#### Passage to read:
レッスンリポート: One-Week Private Sushi Course
2024年2月10日
We were thrilled to kick off Jordy’s 1-Week Private Sushi Course at Sushi Suzunari. The course began with an orientation session during which our sushi instructors carefully made a lesson plan tailored to Jordy’s specific goals. Even before arriving in Japan, Jordy had already identified what he wanted to master and the goals he aimed to accomplish. This demonstrated his deep enthusiasm for the art of sushi-making. Our instructors and staff members were equally determined to meet Jordy’s expectations, ensuring that each lesson was conducted with a perfect balance of focus and enjoyment, as is customary at Sushi Suzunari.
In washoku cuisine, putting on a chef uniform is not just a formality; it’s an essential tradition. Paying attention to even the smallest details, such as the way one ties an apron, holds significance. A hallmark of a skilled chef is not only their culinary expertise but also their ability to wear their uniform with style and grace. Emphasizing a professional appearance and grooming is very important, serving as the foundation for a chef’s credibility and respect.

#### Problem requirements:
Reproduce the sushi course report between "In washoku cuisine, putting" and "credibility and respect.", inclusive, swapping "uniform" for "attire".

Pointing records
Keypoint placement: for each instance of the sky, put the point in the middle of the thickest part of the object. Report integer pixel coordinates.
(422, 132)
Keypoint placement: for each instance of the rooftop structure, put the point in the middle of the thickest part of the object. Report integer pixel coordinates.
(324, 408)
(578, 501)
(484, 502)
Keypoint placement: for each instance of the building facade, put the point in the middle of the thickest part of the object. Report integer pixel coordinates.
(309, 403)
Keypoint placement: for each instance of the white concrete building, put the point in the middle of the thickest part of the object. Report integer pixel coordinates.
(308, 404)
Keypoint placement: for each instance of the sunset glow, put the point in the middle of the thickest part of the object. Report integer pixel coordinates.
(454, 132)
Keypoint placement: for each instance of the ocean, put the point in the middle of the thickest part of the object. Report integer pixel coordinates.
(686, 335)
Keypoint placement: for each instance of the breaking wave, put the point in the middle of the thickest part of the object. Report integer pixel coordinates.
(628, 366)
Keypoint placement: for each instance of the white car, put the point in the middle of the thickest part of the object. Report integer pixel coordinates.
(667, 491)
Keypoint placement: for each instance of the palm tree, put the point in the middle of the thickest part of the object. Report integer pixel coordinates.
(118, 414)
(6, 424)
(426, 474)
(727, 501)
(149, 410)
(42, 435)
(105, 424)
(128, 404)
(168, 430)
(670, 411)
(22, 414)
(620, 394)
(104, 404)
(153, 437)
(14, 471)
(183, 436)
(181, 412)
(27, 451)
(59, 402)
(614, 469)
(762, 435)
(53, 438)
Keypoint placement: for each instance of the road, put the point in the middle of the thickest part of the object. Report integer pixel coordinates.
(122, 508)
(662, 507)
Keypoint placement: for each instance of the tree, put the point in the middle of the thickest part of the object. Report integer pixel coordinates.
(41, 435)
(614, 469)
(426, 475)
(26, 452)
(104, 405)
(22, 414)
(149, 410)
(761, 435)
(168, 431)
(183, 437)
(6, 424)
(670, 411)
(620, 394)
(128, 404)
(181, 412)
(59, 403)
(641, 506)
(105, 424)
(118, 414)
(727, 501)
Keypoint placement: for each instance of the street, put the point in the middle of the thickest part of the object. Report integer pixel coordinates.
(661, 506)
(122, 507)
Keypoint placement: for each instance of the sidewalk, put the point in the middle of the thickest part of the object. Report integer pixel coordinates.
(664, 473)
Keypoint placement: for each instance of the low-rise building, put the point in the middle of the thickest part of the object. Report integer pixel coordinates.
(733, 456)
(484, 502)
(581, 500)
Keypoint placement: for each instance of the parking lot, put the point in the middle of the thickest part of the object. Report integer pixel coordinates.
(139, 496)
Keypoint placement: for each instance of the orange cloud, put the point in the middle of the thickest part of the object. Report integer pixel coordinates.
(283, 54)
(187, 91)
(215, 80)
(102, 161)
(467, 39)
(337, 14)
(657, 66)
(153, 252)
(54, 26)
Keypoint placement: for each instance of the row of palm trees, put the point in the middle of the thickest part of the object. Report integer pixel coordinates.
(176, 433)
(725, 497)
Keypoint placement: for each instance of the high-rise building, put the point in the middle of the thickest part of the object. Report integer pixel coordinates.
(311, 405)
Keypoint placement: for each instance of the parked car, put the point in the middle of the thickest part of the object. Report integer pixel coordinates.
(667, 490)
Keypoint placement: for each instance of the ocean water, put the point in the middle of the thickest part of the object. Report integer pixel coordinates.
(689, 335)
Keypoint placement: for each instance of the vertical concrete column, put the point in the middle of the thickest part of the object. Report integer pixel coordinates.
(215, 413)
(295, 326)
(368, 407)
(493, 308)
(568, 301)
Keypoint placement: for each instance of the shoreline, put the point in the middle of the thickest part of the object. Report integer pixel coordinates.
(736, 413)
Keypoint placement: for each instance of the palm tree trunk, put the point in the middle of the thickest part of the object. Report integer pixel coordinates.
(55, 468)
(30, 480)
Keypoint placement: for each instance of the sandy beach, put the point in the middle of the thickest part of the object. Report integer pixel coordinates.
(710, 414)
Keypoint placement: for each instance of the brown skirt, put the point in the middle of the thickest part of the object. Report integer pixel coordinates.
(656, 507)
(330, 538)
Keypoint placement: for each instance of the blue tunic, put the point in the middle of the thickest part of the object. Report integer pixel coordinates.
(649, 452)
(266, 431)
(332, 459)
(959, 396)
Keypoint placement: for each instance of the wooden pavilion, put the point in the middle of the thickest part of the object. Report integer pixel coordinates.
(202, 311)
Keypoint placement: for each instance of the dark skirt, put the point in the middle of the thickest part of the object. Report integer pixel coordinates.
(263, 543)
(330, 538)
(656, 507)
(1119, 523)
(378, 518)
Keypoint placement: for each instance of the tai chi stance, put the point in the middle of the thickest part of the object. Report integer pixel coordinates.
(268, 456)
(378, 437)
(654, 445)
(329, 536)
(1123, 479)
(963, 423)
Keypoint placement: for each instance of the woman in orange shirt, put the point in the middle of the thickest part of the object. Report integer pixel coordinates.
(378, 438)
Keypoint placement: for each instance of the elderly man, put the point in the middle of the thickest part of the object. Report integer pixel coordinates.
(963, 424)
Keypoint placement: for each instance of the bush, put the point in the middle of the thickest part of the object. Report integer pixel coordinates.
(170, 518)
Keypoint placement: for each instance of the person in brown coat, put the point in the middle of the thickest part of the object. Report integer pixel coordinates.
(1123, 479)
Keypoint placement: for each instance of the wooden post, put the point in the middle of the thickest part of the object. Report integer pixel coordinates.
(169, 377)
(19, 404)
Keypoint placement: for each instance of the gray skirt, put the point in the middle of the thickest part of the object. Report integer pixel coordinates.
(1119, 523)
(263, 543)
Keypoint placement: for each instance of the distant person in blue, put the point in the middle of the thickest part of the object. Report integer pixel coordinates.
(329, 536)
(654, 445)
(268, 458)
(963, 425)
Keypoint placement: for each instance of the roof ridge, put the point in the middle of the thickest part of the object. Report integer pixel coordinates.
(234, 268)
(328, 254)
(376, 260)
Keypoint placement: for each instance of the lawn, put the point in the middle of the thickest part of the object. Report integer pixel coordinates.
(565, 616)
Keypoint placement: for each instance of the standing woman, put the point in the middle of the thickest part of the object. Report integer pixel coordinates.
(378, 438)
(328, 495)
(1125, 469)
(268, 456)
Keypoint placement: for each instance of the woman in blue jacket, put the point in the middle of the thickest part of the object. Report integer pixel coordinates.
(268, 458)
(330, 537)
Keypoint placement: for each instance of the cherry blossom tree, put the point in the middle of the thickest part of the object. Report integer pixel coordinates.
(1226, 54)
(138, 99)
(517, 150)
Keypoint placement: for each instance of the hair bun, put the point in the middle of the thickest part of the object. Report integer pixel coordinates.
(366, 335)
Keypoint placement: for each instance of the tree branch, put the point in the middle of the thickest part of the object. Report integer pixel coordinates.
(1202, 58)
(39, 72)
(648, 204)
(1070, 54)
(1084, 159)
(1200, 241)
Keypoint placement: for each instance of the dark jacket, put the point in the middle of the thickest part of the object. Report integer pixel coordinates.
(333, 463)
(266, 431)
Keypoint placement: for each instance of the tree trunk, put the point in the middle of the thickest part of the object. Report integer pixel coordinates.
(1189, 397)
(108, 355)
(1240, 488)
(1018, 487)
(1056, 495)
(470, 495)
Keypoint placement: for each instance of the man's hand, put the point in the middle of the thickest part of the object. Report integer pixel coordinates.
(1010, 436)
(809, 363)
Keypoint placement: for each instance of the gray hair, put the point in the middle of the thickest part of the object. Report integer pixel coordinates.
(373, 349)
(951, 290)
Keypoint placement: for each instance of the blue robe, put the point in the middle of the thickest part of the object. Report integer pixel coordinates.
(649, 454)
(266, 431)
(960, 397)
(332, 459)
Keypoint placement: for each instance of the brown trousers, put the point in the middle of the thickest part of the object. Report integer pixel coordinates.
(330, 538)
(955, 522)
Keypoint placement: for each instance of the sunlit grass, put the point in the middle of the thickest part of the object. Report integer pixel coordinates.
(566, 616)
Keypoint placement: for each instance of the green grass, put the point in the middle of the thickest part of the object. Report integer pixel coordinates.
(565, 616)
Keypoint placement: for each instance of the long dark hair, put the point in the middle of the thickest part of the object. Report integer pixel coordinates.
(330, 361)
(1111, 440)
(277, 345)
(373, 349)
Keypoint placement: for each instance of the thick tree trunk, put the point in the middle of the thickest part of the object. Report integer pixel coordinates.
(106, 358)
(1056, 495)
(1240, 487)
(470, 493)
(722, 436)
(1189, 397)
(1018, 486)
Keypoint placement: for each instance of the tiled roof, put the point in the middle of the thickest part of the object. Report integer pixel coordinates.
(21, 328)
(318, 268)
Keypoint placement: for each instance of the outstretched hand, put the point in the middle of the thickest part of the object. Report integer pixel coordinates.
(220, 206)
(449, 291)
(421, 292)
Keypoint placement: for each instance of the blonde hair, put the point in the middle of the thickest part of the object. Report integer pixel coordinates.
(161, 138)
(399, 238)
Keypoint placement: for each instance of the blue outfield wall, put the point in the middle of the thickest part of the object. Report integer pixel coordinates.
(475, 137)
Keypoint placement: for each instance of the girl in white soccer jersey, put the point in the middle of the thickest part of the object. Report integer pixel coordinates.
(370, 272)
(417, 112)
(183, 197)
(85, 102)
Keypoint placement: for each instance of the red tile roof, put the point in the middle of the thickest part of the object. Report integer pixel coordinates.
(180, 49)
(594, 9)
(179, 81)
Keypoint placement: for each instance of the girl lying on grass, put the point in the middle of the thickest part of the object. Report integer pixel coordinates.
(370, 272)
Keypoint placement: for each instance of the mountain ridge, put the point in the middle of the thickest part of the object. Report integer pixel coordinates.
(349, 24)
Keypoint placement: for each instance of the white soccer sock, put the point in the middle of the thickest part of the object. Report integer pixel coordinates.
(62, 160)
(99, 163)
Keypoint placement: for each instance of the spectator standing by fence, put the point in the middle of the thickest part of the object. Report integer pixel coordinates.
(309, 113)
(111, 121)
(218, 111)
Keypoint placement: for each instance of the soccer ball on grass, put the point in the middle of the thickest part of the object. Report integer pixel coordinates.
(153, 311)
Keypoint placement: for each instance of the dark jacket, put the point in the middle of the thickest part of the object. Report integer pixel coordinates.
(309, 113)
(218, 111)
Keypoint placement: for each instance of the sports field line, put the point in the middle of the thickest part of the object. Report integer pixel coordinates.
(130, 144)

#### Solution for this task:
In washoku cuisine, putting on a chef attire is not just a formality; it’s an essential tradition. Paying attention to even the smallest details, such as the way one ties an apron, holds significance. A hallmark of a skilled chef is not only their culinary expertise but also their ability to wear their attire with style and grace. Emphasizing a professional appearance and grooming is very important, serving as the foundation for a chef’s credibility and respect.